[start of EXCERPT TO READ]

I’m passionate about minimalism. It makes my life much better. Everything is easier being a minimalist! Here are the 6 ways minimalism changed my life.
1. Minimalism gives me freedom
Giving up most of my stuff has given me WAY more freedom. Being minimalist allowed us to move from a house into an RV long before it was cool for people to do that. I didn’t care how it looked to the outside world, either. That’s part of my freedom--indifference to outside opinions about my life choices.
Being RVers means we can move whenever we want to. We can take trips and not have to worry about pet sitting, house sitting or even taking vacation days. I often work while Ryan drives, and we spend the hours I’m not working exploring wherever we’re staying.
Because we have less stuff, there’s less to clean and maintain. Having fewer clothes means getting dressed each day is easy. A small kitchen means trips to the grocery store are shorter and cheaper. Less food is wasted or forgotten about in a small refrigerator.
We also don’t own a car any longer, and that makes things easy, too. Sometimes it’s helpful to have a car, and we can rent in those cases. The rest of the time, a car would be an unnecessary burden.
2. Minimalism allows me to travel
Since May 2016, we’ve been from the west coast to the east coast and back--twice. We’ve gone the southern route and the northern route. We saw most of the east coast and most of the west. We spent a couple months in Las Vegas, taking in shows and eating good food. We also stayed more than a month at a hot springs spa in southern California. It has private mineral baths and spring-fed hot tubs and pools. We were literally living at a resort.
We’ve spent time in the mountains, the deserts and the forests. We’ve stayed next to beaches, rivers and lakes. We visited small towns, large cities and places that are in the middle of nothing.

[end of EXCERPT TO READ]

__DIRECTIVE 1__
List every natural setting named in the paragraph of the minimalism text that begins "We've spent time in the mountains."

[start of AVAILABLE DATA]

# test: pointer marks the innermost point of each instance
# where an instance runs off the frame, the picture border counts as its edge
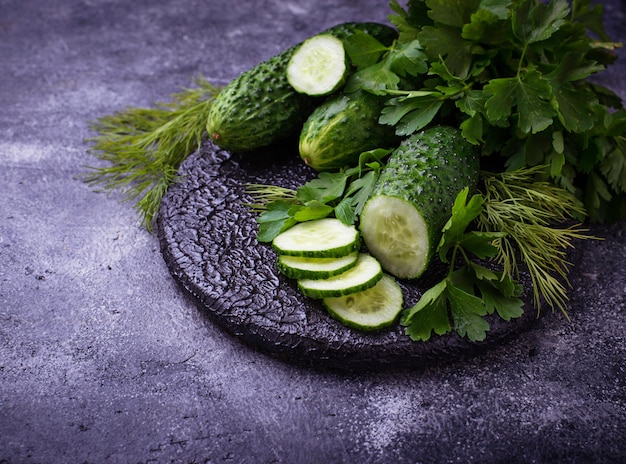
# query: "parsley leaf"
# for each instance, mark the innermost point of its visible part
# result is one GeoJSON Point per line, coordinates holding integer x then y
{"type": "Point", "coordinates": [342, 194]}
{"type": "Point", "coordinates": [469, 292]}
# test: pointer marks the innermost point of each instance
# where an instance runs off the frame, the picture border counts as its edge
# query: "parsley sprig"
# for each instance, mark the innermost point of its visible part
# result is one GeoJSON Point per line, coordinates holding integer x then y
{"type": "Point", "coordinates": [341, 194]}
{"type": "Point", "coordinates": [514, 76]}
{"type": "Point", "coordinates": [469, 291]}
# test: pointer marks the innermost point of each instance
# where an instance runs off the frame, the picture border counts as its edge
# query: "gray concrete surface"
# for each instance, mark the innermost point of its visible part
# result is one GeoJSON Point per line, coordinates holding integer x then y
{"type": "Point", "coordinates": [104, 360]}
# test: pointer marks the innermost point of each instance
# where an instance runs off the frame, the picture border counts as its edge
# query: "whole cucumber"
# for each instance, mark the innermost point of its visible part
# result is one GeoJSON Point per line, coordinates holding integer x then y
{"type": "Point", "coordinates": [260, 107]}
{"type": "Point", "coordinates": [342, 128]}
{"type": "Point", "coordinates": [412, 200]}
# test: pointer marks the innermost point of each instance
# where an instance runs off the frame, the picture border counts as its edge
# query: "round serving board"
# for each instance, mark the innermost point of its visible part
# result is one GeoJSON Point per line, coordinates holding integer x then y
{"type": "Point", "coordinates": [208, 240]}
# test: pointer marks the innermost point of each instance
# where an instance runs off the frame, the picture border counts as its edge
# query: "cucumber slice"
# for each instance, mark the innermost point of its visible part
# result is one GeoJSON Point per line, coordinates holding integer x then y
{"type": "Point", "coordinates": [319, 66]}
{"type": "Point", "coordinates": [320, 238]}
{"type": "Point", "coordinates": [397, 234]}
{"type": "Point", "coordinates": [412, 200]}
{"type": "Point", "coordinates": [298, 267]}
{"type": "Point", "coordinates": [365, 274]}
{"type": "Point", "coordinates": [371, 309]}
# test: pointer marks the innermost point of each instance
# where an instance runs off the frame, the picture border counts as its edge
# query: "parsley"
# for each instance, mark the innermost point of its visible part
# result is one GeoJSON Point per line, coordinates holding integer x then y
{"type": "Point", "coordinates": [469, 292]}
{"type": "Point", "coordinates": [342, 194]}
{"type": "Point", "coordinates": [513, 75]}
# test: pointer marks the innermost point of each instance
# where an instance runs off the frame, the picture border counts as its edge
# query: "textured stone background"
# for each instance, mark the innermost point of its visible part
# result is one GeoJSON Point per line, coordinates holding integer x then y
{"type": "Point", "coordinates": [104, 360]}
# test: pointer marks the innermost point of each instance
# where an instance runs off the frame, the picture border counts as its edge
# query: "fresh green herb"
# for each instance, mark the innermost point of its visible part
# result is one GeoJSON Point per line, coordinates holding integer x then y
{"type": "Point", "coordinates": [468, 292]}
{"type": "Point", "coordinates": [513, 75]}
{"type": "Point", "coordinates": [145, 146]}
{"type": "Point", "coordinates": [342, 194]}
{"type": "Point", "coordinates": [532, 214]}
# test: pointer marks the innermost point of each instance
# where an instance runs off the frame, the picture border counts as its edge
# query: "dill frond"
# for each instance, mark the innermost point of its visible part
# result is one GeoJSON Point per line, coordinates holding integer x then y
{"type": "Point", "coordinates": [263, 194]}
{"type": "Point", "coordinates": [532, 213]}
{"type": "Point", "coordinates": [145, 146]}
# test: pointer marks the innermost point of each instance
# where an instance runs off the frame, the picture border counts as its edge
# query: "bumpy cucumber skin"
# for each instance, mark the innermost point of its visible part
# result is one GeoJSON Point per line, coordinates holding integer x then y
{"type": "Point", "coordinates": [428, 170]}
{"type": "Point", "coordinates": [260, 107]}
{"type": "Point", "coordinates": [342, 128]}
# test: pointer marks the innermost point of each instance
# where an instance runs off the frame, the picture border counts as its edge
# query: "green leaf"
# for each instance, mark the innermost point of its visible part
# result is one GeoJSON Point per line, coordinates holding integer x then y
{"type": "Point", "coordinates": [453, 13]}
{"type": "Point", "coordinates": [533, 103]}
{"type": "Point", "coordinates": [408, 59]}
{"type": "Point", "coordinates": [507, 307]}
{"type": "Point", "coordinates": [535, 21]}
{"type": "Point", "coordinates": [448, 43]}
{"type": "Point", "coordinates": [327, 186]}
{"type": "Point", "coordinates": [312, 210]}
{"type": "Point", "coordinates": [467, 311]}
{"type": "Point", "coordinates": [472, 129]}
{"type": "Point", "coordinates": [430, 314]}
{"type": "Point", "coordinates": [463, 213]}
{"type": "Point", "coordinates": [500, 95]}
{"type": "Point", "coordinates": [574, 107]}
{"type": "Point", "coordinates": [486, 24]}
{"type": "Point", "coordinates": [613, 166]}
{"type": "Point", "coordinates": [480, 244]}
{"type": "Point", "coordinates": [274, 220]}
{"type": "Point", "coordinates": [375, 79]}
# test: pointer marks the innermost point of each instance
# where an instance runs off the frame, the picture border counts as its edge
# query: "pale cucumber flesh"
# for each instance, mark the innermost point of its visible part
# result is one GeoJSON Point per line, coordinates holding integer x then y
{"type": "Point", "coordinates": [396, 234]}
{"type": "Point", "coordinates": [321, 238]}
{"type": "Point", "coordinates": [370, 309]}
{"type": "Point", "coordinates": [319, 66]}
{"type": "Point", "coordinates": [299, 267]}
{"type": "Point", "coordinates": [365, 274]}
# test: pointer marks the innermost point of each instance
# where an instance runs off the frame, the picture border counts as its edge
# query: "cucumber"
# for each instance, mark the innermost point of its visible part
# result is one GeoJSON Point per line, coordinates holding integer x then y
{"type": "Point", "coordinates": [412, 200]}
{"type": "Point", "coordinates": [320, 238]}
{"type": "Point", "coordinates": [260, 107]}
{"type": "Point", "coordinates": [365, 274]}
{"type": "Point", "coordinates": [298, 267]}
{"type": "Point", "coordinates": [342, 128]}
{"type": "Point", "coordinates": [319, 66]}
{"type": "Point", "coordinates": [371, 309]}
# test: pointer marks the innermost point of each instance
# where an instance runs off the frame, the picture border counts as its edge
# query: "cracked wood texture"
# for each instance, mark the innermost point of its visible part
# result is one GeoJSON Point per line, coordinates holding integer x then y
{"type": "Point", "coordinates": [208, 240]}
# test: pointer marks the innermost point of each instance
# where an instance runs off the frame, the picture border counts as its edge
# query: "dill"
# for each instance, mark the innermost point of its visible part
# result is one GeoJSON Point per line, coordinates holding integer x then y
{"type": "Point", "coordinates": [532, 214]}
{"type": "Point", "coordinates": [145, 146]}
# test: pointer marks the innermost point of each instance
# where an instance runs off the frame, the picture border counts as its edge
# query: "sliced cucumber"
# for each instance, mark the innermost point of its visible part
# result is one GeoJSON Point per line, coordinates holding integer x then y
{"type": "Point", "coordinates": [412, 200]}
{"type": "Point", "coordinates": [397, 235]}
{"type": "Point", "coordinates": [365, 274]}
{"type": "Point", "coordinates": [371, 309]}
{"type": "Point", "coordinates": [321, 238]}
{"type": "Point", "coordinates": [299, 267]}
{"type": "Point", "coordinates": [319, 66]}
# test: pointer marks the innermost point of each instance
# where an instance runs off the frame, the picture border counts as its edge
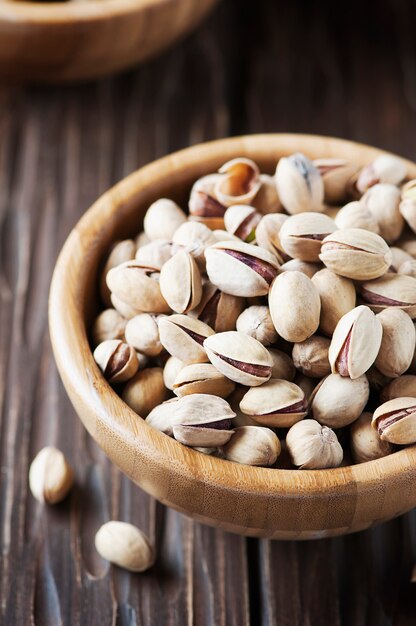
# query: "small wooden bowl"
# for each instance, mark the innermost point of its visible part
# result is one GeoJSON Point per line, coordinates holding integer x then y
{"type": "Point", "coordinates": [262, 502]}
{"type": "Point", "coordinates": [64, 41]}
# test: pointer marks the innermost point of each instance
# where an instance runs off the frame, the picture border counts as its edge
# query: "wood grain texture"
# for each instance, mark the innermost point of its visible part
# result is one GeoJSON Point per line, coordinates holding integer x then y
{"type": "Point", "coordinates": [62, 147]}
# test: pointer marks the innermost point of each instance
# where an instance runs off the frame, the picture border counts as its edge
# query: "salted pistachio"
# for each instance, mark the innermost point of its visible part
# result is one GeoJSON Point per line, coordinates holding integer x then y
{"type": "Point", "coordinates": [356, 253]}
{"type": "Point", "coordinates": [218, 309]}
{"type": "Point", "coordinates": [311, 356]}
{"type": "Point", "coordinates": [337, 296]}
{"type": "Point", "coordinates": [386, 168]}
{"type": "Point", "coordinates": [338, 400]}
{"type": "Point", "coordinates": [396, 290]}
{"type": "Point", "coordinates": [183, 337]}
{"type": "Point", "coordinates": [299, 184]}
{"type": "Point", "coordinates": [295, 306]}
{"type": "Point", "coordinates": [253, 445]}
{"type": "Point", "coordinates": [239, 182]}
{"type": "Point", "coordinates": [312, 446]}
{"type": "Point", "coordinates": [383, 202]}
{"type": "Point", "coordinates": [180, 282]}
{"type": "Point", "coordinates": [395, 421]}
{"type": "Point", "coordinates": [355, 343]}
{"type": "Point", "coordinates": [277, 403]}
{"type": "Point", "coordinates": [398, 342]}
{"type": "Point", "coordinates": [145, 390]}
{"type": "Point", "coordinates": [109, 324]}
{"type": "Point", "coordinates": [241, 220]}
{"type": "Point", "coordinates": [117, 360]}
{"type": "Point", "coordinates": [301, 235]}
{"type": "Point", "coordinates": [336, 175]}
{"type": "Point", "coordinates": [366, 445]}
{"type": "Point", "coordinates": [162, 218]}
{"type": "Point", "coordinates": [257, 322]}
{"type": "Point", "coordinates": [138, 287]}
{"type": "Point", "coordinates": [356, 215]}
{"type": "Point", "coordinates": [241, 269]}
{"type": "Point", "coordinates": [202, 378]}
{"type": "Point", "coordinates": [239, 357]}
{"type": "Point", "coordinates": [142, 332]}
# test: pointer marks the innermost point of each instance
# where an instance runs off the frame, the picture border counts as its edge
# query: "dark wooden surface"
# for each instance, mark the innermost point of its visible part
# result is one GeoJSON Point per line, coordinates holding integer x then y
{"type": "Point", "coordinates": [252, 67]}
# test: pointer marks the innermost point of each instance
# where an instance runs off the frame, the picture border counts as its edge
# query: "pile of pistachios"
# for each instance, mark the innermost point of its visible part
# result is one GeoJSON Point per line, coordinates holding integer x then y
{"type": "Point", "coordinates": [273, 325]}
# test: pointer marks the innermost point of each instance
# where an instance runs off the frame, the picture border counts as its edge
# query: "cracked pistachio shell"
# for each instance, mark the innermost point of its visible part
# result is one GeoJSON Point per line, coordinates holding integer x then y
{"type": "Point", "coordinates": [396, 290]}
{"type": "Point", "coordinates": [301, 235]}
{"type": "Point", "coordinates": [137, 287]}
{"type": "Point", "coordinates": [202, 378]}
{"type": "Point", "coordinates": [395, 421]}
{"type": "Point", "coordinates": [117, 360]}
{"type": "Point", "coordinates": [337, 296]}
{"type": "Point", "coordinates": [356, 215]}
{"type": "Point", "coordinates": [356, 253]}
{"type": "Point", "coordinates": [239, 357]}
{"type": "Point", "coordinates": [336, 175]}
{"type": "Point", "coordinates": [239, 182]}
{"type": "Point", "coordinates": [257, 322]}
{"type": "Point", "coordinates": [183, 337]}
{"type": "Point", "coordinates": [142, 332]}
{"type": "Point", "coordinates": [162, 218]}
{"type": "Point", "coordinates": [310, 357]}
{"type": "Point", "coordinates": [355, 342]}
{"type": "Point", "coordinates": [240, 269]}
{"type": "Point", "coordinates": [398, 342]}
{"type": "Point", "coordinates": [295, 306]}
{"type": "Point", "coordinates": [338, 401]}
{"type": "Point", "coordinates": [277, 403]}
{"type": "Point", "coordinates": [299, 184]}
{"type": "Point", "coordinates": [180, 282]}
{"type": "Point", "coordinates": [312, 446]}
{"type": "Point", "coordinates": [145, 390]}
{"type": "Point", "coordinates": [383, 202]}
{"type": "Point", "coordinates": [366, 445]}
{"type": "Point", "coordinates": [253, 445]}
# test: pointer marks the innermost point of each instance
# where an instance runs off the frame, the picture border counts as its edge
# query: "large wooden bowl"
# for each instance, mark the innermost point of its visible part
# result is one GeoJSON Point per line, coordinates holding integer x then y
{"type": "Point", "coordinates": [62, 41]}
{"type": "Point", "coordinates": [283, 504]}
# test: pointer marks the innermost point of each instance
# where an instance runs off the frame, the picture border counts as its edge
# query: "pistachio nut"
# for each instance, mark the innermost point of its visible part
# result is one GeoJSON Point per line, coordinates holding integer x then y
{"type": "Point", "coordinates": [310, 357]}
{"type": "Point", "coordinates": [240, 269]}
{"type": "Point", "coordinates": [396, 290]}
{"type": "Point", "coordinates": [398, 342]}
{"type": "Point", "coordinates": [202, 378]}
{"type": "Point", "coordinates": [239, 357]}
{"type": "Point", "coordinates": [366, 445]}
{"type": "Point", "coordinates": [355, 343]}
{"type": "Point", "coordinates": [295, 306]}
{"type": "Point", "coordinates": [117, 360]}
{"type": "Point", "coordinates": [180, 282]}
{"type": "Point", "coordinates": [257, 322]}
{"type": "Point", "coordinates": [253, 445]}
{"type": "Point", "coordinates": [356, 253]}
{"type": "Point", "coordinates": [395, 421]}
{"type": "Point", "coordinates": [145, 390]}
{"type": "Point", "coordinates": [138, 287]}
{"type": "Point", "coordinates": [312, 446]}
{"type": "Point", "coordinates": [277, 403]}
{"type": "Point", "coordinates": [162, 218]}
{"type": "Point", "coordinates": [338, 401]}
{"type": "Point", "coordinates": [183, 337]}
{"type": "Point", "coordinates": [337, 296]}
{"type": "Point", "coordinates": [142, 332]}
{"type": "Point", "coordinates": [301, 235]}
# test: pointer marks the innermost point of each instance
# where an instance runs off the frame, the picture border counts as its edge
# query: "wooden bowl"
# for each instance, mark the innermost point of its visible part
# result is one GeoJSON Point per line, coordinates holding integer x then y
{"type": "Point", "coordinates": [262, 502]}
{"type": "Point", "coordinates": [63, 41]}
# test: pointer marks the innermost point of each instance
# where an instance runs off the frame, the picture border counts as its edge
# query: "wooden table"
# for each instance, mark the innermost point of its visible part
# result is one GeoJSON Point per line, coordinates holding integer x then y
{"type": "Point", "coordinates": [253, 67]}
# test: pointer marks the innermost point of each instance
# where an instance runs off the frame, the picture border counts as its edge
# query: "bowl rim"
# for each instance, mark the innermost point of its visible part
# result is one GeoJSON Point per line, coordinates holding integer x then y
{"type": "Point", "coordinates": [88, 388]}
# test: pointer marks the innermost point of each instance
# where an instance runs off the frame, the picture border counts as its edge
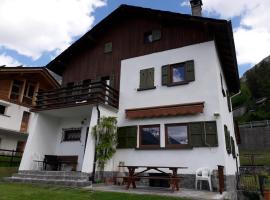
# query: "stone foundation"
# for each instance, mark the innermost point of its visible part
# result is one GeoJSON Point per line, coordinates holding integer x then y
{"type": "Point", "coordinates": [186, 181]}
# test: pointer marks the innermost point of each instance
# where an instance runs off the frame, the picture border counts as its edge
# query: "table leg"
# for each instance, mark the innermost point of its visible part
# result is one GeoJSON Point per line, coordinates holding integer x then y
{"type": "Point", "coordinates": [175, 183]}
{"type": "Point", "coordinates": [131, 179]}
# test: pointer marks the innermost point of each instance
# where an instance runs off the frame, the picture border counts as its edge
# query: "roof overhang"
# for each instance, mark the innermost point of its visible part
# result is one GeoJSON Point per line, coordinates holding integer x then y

[end of AVAILABLE DATA]

__DIRECTIVE 2__
Pick out each line of the records that contains the word "bowl", treating case as significant.

__EXERCISE RESPONSE 1__
mountains, deserts, forests, beaches, rivers, lakes

__EXERCISE RESPONSE 2__
# query: "small wooden bowl"
# query: "large wooden bowl"
# query: "wooden bowl"
# query: "bowl rim"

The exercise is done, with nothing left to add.